_Problem description_
Transcribe the lines below exactly. No image belongs in the transcription.

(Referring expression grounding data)
··········
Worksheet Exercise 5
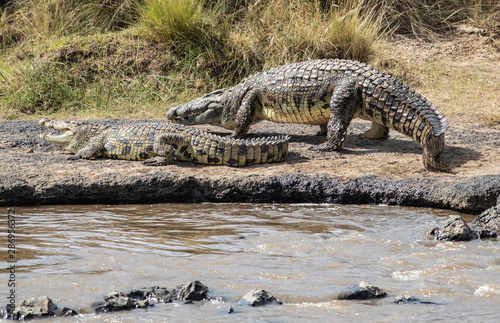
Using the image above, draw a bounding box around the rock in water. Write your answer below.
[177,281,209,301]
[94,292,151,313]
[434,215,473,240]
[128,287,173,303]
[394,294,442,305]
[472,197,500,235]
[430,215,473,241]
[338,281,387,300]
[239,289,282,306]
[4,296,58,320]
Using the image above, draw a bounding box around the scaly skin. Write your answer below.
[167,59,449,172]
[39,119,289,166]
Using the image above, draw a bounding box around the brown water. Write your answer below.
[1,204,500,322]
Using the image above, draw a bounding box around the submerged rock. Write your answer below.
[128,286,173,304]
[1,296,76,320]
[338,281,387,300]
[177,280,209,302]
[472,196,500,236]
[93,286,175,314]
[239,289,283,306]
[429,215,473,241]
[57,306,80,317]
[394,294,442,305]
[94,291,152,313]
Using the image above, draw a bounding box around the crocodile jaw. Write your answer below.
[167,102,222,126]
[39,118,76,147]
[167,89,228,127]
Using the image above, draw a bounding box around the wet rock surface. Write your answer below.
[1,119,499,213]
[0,279,475,320]
[1,296,76,320]
[177,280,209,302]
[238,289,283,307]
[1,281,283,320]
[93,286,175,313]
[394,294,442,305]
[430,213,499,241]
[94,292,152,313]
[429,215,473,241]
[472,195,500,235]
[337,281,387,300]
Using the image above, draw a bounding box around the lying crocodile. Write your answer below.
[39,118,289,166]
[167,59,449,172]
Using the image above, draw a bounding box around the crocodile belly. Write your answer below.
[260,101,331,125]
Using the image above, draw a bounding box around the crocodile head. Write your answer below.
[38,118,91,154]
[167,89,232,128]
[39,118,78,146]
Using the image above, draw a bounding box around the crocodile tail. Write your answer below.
[193,132,289,166]
[423,132,450,172]
[353,62,448,143]
[213,135,290,167]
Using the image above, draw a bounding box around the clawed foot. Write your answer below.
[308,142,342,152]
[67,155,86,161]
[424,159,454,173]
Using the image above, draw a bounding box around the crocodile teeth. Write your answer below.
[176,111,203,121]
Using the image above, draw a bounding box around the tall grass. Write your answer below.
[0,0,141,47]
[216,0,386,80]
[0,36,176,116]
[140,0,222,50]
[2,0,498,49]
[248,0,384,63]
[5,62,82,114]
[358,0,500,36]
··········
_Your response_
Worksheet Exercise 5
Using the image above, draw a bounding box around the rock in water. Write your answer below.
[177,281,209,301]
[94,292,151,313]
[434,215,473,240]
[128,287,173,303]
[394,294,442,305]
[472,197,500,235]
[430,215,473,241]
[338,281,387,300]
[239,289,282,306]
[4,296,58,320]
Using the image above, draw a bounding box around the scaly skin. Write your answer below.
[167,59,449,172]
[39,119,289,166]
Using the image above, draw a bounding box around the brown water. Write your answer below.
[1,204,500,322]
Using the image above, draw a bounding box around the submerged rock. Write your answer below.
[128,286,173,304]
[1,296,76,320]
[338,281,387,300]
[177,280,209,302]
[472,196,500,236]
[93,286,175,314]
[239,289,283,306]
[429,215,473,241]
[57,306,80,317]
[394,294,442,305]
[94,291,152,313]
Using the image above, draw a bounding box around the crocodile jaw. Write your answer below.
[167,102,222,126]
[39,118,76,147]
[167,89,228,127]
Using the image above, draw a bounding box around the wet rock surface. Write your answer below.
[1,119,499,213]
[0,279,475,320]
[1,296,76,320]
[177,280,209,302]
[238,289,283,307]
[1,281,283,320]
[93,286,175,313]
[394,294,442,305]
[430,213,499,241]
[94,292,152,313]
[429,215,473,241]
[472,195,500,235]
[337,281,387,300]
Using the image above, draw a bounding box around the lying crocodile. Write your answer below.
[39,118,289,166]
[167,59,449,172]
Using the image above, draw a bounding box around the crocodile belly. Write your answer below.
[260,101,331,125]
Using the image above, draw a bounding box around the crocodile head. Write your answer below.
[38,118,91,154]
[167,89,232,128]
[39,118,78,146]
Using the image above, draw a bounding box around the crocodile tail. Write your answer below.
[193,132,289,166]
[423,132,450,172]
[353,62,448,143]
[213,135,290,167]
Using the image above, draw a bounding box around the clawed foot. Write your answer below.
[308,142,342,152]
[67,155,86,161]
[424,159,454,173]
Using the image above, draw a bounding box around the crocodile teeth. Write your answer below.
[176,111,203,121]
Using the image above, draw a bounding box around the tall grass. Write your answer below.
[0,0,141,47]
[216,0,386,80]
[0,36,176,116]
[140,0,222,50]
[2,0,498,49]
[248,0,384,63]
[5,62,82,114]
[358,0,500,36]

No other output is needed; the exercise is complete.